§ YOUR GOAL
Reproduce every one of the records below verbatim, keeping each line unchanged.

§ DATASET EXCERPTS
++++++++

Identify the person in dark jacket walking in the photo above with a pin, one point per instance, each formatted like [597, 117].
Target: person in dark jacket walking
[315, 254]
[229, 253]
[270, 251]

++++++++

§ EXERCISE SOLUTION
Identify the person in dark jacket walking in the photo above with a pin, one point per instance, each formatted like [597, 117].
Target: person in dark jacket walking
[315, 254]
[229, 253]
[270, 251]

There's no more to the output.